India’s foreign exchange reserves have been falling steadily over the last many weeks, possibly due to intervention by the Reserve Bank of India to stem the rupee’s slide and also because of capital outflows from the debt market. The forex reserves were $405.14 billion as on July 20, a decline of $19.40 billion from the March 30 figure of 424.36 billion, and $20.94 billion from the highest value of $426.08 billion (April 13). The forex reserves had crossed the $400-billion mark for the first time in September 2017.
Foreign exchange reserves provide a cover for imports and enable the central bank to intervene in case of high volatility in currency markets. Experts, however, say a decline is not a cause of worry. “India has adequate reserves to meet its liabilities and so there is no cause of worry. Also, I feel that the decline is on account of RBI’s intervention in the forex market to control volatility and that is a prudent measure,” said D K Joshi, chief economist at Crisil.
A recent Crisil report notes that India’s short-term external debt as a percentage of total external debt has remained broadly stable over the past few years (20.5% in FY14 to 19.3% in FY18) and the stability has been accompanied by India’s improving ability to service short-term debt obligations.
The debt service ratio (of gross debt service payments to current account receipts) has fallen from 8.8% in FY16 to 7.5% in FY18 owing to recovery in export earnings relative to the past few years and a marginal fall in gross debt service payments. Another factor to which the decline in forex reserves can be attributed is a rise in the trade deficit on account of rising crude prices and electronic imports. (ENS Economic Bureau)

_WHAT YOU NEED TO DO:_
a - In the text on India's foreign exchange reserves, what were the reserves as of July 20?
b - Echo the text on India's foreign exchange reserves word for word, between "Foreign exchange reserves provide" and "economist at Crisil.", inclusive.

_DATA:_
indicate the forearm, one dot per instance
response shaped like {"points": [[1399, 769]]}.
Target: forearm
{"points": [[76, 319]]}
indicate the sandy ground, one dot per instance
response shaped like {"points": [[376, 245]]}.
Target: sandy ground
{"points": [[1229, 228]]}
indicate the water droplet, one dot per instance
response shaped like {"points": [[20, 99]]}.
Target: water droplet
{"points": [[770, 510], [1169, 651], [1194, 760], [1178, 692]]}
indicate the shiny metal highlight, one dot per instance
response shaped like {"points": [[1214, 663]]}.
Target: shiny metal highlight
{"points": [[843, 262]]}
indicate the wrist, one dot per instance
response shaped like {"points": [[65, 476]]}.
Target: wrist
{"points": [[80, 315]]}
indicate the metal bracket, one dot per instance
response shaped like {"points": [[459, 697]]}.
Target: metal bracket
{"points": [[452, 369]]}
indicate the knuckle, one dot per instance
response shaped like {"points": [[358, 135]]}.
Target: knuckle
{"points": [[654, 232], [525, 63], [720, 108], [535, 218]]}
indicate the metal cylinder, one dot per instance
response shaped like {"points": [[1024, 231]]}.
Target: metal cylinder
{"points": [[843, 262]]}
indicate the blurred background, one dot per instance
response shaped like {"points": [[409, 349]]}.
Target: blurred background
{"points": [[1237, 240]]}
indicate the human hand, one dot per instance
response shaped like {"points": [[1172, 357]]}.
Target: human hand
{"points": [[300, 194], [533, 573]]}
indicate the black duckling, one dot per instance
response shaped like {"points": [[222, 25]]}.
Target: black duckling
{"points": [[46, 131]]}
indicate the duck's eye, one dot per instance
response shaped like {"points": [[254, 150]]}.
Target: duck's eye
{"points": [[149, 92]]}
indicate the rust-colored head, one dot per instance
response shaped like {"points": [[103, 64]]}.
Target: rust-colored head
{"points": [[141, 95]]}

==

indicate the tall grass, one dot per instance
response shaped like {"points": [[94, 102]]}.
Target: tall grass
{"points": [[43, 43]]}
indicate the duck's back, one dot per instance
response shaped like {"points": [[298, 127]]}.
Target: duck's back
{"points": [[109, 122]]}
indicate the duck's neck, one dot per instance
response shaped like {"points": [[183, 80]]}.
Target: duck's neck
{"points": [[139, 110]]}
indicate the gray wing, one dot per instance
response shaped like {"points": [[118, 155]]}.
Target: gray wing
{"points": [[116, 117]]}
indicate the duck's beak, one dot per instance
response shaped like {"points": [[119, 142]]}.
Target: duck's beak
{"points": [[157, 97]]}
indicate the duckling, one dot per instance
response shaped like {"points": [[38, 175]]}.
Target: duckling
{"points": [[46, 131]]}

_SET OF ANSWERS:_
a - $405.14 billion

b -
Foreign exchange reserves provide a cover for imports and enable the central bank to intervene in case of high volatility in currency markets. Experts, however, say a decline is not a cause of worry. “India has adequate reserves to meet its liabilities and so there is no cause of worry. Also, I feel that the decline is on account of RBI’s intervention in the forex market to control volatility and that is a prudent measure,” said D K Joshi, chief economist at Crisil.